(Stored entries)
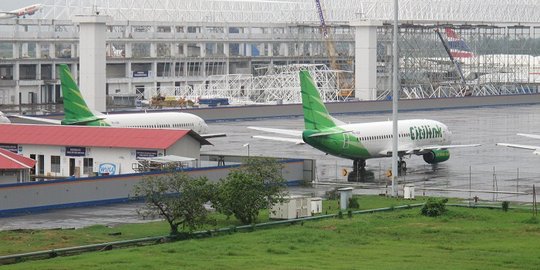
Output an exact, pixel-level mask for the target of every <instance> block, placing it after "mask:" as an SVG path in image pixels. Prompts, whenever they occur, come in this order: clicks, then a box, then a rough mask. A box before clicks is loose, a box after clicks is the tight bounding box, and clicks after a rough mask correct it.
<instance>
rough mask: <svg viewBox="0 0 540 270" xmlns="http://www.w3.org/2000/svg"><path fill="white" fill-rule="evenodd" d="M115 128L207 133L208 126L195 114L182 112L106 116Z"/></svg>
mask: <svg viewBox="0 0 540 270" xmlns="http://www.w3.org/2000/svg"><path fill="white" fill-rule="evenodd" d="M104 117H105V119H104V120H105V121H107V122H108V123H109V124H110V125H111V126H113V127H136V128H172V129H191V130H193V131H195V132H197V133H199V134H204V133H207V131H208V125H207V124H206V123H205V122H204V120H203V119H202V118H200V117H198V116H196V115H194V114H190V113H181V112H156V113H129V114H112V115H104Z"/></svg>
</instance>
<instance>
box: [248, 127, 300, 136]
mask: <svg viewBox="0 0 540 270" xmlns="http://www.w3.org/2000/svg"><path fill="white" fill-rule="evenodd" d="M247 128H249V129H254V130H259V131H264V132H270V133H277V134H283V135H289V136H298V137H302V131H301V130H290V129H279V128H263V127H247Z"/></svg>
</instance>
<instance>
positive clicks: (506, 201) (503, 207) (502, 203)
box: [501, 201, 510, 212]
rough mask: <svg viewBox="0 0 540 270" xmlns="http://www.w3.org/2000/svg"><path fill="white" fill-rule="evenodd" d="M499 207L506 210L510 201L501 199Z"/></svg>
mask: <svg viewBox="0 0 540 270" xmlns="http://www.w3.org/2000/svg"><path fill="white" fill-rule="evenodd" d="M501 208H502V209H503V211H504V212H508V208H510V202H509V201H503V202H502V205H501Z"/></svg>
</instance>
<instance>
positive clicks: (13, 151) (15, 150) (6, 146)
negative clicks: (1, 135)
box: [0, 144, 19, 154]
mask: <svg viewBox="0 0 540 270" xmlns="http://www.w3.org/2000/svg"><path fill="white" fill-rule="evenodd" d="M0 148H2V149H6V150H8V151H10V152H12V153H15V154H17V153H19V145H17V144H0Z"/></svg>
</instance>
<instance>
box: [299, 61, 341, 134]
mask: <svg viewBox="0 0 540 270" xmlns="http://www.w3.org/2000/svg"><path fill="white" fill-rule="evenodd" d="M300 89H301V92H302V109H303V110H304V124H305V128H306V129H311V130H320V129H324V128H330V127H335V126H336V124H335V123H334V120H333V119H332V117H331V116H330V114H329V113H328V110H326V106H325V105H324V103H323V102H322V99H321V96H320V95H319V91H318V90H317V86H316V85H315V82H314V81H313V79H312V78H311V76H310V75H309V72H308V71H307V70H302V71H300Z"/></svg>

▶ _ACTIVITY_: Copy out every one of the records above word for word, leaving out the pictures.

▶ _EXERCISE SOLUTION_:
Output an exact, pixel-level mask for the target of every <instance> block, placing it after "mask:" as an SVG path in image pixels. Prompts, whenever they occur, come in this order: clicks, then a box, then a rough mask. A box before clicks is loose, a box after clicks is the tight bounding box, and clicks after a rough mask correct it.
<instance>
rough mask: <svg viewBox="0 0 540 270" xmlns="http://www.w3.org/2000/svg"><path fill="white" fill-rule="evenodd" d="M115 128L207 133L208 126L195 114L182 112L106 116Z"/></svg>
mask: <svg viewBox="0 0 540 270" xmlns="http://www.w3.org/2000/svg"><path fill="white" fill-rule="evenodd" d="M104 117H105V119H104V120H105V121H107V122H108V123H109V124H110V125H111V126H113V127H136V128H172V129H191V130H193V131H195V132H197V133H199V134H204V133H207V131H208V125H207V124H206V123H205V122H204V120H203V119H202V118H200V117H198V116H196V115H194V114H190V113H181V112H156V113H129V114H112V115H104Z"/></svg>
</instance>
<instance>
box: [248, 127, 300, 136]
mask: <svg viewBox="0 0 540 270" xmlns="http://www.w3.org/2000/svg"><path fill="white" fill-rule="evenodd" d="M247 128H249V129H254V130H259V131H264V132H270V133H277V134H283V135H289V136H298V137H302V131H301V130H290V129H279V128H263V127H247Z"/></svg>
</instance>
<instance>
positive clicks: (506, 201) (503, 207) (502, 203)
box: [501, 201, 510, 212]
rough mask: <svg viewBox="0 0 540 270" xmlns="http://www.w3.org/2000/svg"><path fill="white" fill-rule="evenodd" d="M499 207L506 210L510 201L501 199Z"/></svg>
mask: <svg viewBox="0 0 540 270" xmlns="http://www.w3.org/2000/svg"><path fill="white" fill-rule="evenodd" d="M501 208H502V209H503V211H504V212H508V208H510V202H509V201H503V202H502V205H501Z"/></svg>
</instance>
<instance>
positive clicks: (13, 151) (15, 150) (6, 146)
negative clicks: (1, 135)
box: [0, 144, 19, 154]
mask: <svg viewBox="0 0 540 270" xmlns="http://www.w3.org/2000/svg"><path fill="white" fill-rule="evenodd" d="M0 148H2V149H6V150H8V151H10V152H12V153H15V154H17V153H19V145H17V144H0Z"/></svg>
</instance>
<instance>
box: [299, 61, 341, 134]
mask: <svg viewBox="0 0 540 270" xmlns="http://www.w3.org/2000/svg"><path fill="white" fill-rule="evenodd" d="M300 89H301V92H302V109H303V110H304V124H305V128H306V129H311V130H320V129H324V128H330V127H335V126H336V124H335V123H334V120H333V119H332V117H331V116H330V114H329V113H328V110H326V106H325V105H324V103H323V102H322V99H321V96H320V95H319V91H318V90H317V86H316V85H315V82H314V81H313V79H312V78H311V76H310V75H309V72H308V71H307V70H302V71H300Z"/></svg>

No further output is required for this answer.